:: Alıntılanan metin ::

Forum

Senaryolardaki genel sorunlar

9 Gönderi
4 Üyeler
0 Reactions
1,859 Görüntüleme
(@flamante)
Gönderi: 25
Başlığı açan
 

Arkadaşlar bence buraya kısa film öykü ve senaryolarımızı göndermeden önce bunlarda genel olarak gördüğümüz sorunları sıralamak mantıklı olacak. böylelikle bu işi bilen adamlar bir takım bilgiler de vermiş olacak diye düşünüyorum:)

1- gereksiz bir diyalog yazma isteği görüyorum bazı filmlerde. arkadaşlar sinema görüntüsel bir sanattır. görüntünün yetmediği yerde diyalog devreye girer, ama bazı filmlerde diyalogun yetmediği yerde görüntü devreye giriyor gibi olmuş.

2-inandırıcılık sorunu. günümüzde insanlar inandırıcılığı olan ve gerçekçi öyküler görmek istiyor perdede. bu işin kısası uzunu olmaz. seyirci algısı aynıdır. anlaşılmayan bir film, godard değilseniz pek de rağbet görmez.

:: Alıştırma A ::
Senaryo sorunlarıyla ilgili forum yazısında bazı filmlerdeki gereksiz diyalog yazma isteği neden sorun sayılıyor? Bir ile üç cümle arasında açıklayın.
:: Alıştırma B ::
Lütfen senaryo sorunlarıyla ilgili forum yazısını son cümlesinden sonra sürdürün.

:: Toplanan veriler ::
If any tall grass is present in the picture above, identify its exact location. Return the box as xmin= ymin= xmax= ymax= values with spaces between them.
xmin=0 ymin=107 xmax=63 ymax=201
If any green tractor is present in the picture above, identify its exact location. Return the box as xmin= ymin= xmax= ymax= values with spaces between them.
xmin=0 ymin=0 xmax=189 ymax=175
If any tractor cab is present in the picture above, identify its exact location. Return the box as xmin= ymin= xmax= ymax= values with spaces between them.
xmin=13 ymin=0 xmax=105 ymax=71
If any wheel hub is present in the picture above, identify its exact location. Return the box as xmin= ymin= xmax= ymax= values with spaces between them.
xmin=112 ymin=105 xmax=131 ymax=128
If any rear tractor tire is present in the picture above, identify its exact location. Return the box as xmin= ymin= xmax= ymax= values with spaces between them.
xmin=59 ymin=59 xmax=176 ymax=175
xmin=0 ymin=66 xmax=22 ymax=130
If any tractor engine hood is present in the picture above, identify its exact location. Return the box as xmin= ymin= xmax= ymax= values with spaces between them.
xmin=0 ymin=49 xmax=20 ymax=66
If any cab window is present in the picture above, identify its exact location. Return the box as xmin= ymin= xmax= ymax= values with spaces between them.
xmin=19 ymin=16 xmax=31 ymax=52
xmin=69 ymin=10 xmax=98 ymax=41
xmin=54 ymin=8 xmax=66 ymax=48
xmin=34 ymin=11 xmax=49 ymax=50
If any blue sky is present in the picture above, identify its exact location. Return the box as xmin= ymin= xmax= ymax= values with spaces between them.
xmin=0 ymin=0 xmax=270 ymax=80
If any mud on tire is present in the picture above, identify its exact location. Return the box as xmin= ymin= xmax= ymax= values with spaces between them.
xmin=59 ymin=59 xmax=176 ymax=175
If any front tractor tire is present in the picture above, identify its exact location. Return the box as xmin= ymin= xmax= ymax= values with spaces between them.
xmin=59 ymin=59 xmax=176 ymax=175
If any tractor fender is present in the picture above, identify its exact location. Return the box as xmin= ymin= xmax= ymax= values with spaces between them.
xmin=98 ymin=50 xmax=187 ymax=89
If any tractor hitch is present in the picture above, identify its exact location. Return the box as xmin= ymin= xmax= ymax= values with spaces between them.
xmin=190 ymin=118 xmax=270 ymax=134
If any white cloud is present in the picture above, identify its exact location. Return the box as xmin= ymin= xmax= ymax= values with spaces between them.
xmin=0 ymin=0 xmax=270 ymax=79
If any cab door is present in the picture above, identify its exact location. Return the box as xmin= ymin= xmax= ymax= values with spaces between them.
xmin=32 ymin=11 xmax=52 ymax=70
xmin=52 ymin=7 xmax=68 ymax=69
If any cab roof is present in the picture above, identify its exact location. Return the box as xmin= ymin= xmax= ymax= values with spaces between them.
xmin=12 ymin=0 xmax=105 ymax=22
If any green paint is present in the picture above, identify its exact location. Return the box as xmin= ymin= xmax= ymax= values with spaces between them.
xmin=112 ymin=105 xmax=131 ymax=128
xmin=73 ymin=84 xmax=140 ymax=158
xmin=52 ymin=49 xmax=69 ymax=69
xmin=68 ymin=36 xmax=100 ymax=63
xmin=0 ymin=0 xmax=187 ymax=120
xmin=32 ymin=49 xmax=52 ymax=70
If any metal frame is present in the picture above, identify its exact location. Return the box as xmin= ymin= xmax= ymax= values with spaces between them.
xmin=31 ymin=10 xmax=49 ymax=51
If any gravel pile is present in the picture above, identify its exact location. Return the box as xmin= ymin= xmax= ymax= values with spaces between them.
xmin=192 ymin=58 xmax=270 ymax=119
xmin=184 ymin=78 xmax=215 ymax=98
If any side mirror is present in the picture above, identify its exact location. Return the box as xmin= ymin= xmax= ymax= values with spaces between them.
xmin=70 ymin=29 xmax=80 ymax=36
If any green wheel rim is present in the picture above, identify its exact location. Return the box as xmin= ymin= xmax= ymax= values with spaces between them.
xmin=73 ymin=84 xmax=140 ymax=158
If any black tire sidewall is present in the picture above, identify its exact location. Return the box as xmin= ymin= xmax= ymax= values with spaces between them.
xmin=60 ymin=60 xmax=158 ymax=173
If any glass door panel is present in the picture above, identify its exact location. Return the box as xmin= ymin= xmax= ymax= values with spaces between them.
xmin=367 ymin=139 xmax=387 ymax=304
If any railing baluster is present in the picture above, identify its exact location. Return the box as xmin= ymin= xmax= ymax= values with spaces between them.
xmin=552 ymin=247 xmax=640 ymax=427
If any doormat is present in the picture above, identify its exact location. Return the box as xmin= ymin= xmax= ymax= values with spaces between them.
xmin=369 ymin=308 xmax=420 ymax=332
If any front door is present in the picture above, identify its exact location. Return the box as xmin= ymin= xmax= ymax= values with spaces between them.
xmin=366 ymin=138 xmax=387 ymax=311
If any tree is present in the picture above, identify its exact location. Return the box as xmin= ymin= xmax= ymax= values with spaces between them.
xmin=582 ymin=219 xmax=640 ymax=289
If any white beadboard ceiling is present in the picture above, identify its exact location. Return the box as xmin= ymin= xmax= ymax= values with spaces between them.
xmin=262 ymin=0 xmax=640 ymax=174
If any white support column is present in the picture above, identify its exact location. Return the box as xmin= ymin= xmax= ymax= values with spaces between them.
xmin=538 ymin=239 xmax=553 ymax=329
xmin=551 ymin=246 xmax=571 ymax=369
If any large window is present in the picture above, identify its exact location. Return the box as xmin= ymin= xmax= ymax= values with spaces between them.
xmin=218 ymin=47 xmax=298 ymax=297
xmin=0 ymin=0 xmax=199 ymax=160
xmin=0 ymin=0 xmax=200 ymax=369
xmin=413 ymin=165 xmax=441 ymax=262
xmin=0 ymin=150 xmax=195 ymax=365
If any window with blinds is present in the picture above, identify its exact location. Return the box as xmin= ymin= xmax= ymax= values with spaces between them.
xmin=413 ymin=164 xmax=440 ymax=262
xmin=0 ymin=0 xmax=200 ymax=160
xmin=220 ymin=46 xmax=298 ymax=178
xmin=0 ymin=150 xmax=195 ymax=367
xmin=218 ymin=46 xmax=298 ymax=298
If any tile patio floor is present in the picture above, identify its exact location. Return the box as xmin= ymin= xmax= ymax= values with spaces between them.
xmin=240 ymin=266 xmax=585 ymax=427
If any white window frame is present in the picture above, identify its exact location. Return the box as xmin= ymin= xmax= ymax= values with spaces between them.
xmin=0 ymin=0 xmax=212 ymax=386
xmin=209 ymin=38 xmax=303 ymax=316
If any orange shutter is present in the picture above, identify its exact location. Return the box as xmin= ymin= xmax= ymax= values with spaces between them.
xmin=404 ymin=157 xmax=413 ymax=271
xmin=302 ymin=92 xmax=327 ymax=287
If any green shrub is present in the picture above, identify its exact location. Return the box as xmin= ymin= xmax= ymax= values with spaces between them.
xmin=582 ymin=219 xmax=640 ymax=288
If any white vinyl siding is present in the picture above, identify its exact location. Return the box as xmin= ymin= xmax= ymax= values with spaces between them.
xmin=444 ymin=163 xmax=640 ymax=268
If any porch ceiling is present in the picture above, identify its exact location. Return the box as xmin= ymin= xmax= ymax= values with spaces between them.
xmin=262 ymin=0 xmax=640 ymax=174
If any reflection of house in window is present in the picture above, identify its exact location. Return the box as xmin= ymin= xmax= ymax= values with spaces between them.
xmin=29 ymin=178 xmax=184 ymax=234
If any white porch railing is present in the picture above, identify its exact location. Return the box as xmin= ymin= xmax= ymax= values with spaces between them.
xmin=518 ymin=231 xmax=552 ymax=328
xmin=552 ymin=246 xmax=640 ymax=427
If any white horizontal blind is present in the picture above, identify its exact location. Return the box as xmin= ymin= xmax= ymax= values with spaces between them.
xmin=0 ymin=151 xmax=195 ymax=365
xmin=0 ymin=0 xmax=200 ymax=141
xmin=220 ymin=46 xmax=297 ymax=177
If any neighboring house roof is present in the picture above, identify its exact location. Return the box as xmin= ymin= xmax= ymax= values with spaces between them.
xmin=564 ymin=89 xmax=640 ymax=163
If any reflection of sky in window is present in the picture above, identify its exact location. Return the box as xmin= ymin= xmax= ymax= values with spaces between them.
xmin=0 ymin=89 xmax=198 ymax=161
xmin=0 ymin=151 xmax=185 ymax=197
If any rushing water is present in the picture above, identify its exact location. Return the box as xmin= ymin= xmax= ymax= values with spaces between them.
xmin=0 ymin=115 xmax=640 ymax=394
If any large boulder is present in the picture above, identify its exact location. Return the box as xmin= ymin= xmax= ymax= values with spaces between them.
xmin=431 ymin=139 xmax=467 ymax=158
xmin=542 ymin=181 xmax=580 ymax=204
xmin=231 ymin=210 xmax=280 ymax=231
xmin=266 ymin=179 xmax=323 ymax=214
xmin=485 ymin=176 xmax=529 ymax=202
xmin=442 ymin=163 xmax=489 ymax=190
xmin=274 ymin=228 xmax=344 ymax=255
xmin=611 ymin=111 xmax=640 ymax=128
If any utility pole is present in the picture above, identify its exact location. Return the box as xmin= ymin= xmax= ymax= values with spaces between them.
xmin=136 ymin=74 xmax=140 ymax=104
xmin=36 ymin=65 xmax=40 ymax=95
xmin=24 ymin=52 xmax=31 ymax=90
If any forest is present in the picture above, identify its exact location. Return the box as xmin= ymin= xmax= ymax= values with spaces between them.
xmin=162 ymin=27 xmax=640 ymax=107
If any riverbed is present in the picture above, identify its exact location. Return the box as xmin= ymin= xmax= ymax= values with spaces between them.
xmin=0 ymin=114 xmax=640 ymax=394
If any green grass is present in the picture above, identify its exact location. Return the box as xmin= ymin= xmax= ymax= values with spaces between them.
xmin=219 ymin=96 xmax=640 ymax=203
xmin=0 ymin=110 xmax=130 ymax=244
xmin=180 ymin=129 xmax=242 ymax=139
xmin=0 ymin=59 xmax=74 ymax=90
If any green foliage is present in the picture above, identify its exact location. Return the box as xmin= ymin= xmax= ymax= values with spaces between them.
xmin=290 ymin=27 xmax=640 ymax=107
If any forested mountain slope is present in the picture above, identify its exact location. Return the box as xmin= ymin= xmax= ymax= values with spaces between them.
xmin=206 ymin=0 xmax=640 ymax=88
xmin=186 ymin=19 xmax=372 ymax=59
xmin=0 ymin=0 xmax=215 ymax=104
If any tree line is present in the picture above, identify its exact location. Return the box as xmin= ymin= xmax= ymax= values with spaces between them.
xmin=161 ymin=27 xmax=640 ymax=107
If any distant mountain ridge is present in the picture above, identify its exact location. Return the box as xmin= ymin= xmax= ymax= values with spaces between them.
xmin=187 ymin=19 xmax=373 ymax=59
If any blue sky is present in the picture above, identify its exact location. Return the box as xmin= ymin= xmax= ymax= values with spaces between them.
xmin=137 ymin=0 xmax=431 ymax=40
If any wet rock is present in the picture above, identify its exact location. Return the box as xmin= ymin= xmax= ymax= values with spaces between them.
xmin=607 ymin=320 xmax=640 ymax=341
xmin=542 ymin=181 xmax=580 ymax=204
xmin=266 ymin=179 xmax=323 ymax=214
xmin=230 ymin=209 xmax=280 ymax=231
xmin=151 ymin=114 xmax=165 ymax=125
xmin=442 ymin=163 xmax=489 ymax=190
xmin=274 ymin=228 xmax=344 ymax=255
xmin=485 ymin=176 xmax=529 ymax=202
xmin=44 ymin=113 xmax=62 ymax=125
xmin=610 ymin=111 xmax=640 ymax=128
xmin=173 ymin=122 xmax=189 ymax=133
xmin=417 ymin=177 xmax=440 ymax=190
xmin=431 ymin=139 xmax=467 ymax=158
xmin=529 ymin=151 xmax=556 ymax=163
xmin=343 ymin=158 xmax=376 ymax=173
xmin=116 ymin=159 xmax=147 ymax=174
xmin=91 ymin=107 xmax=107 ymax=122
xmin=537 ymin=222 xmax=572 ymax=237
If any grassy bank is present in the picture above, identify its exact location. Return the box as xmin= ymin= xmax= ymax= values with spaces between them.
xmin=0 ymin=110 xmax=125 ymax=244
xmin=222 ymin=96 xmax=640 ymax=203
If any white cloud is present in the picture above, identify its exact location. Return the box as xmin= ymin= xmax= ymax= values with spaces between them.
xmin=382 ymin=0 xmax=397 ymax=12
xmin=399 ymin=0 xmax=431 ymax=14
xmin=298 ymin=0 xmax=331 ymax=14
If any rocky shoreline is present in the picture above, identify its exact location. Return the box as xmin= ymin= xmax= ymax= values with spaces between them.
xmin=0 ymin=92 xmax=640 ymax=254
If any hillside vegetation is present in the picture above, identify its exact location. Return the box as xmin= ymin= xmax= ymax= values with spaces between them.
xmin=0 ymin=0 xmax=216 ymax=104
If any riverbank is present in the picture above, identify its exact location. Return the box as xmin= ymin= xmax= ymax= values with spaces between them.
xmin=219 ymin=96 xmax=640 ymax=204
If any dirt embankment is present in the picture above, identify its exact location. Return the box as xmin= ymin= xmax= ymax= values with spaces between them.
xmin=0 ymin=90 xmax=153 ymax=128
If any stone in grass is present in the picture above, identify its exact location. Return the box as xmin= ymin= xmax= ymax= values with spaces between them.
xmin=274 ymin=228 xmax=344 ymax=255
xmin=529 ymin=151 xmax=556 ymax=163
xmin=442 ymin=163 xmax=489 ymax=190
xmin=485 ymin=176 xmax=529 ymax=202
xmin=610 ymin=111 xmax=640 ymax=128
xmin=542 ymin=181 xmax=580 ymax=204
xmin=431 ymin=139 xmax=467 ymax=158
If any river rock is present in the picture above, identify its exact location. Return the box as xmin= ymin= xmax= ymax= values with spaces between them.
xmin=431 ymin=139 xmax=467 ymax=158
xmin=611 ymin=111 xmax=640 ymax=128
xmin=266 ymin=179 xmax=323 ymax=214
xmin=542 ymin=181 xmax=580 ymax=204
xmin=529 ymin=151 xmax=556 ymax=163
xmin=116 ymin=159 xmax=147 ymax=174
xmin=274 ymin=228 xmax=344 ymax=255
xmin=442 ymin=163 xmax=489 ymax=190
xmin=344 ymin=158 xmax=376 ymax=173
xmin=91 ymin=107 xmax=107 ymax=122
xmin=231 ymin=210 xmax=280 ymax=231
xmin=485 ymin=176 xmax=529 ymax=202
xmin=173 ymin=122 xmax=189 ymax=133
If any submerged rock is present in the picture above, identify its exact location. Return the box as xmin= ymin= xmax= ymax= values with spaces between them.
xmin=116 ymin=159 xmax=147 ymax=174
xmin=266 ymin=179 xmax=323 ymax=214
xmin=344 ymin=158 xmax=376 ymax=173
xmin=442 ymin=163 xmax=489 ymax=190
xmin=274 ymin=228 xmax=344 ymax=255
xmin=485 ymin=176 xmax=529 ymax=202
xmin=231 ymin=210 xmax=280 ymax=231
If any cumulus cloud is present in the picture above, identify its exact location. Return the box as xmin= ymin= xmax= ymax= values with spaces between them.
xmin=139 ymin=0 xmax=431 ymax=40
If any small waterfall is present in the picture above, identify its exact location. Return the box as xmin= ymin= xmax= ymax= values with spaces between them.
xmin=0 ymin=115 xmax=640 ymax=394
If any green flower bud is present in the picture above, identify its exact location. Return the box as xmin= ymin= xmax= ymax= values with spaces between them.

:: Alıştırmanın cevabı A ::
Yazıya göre sinema görüntüsel bir sanattır ve diyalog ancak görüntünün yetmediği yerde devreye girmelidir. Bazı filmlerde ise durum tersine dönmüş, diyalogun yetmediği yerde görüntü devreye giriyormuş gibi olmuştur.

:: Alıştırmanın cevabı B ::
3- eline kompakt makine alan ya da ilk dslr sini alan her adam film çekmeye, yazmaya çalışıyor 🙂 heves için yapılır
ama kötü yorum aldığınızda da kaldırmasını bilmelisiniz 🙂

herkese başarılar, sizce bu sorunlar nasıl devam ettirebilir? yazarsanız sevinirim...

 
Gönderildi : 29/03/2011 2:20 pm
(@tolga-depo)
Gönderi: 0
 

"Sorun" diye tabir ettiğiniz şeylerin gerçekten sorun olduğuna emin misiniz? Ekipman bulanın film yapmaya yeltenmesi değil, yeltenmemesi abes. Kötü yorum alıp da ters tepki vereni de epeyidir görmedim doğrusu. Tabi kötü yorumun da ne açıdan kötü olduğu da önemli.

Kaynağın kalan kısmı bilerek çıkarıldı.